---------- Source material ----------
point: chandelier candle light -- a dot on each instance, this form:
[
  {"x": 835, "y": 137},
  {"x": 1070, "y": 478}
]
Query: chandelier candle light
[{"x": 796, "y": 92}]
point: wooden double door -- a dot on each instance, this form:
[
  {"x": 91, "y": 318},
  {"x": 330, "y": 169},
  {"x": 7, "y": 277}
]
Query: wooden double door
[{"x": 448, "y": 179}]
----------
• **How to complete this task**: Go through the listing above and copy each line in which the string "form" is found.

• **Answer box**:
point: chandelier candle light -- a dot on each instance, this form:
point: wooden double door -- a dot on each instance, this form:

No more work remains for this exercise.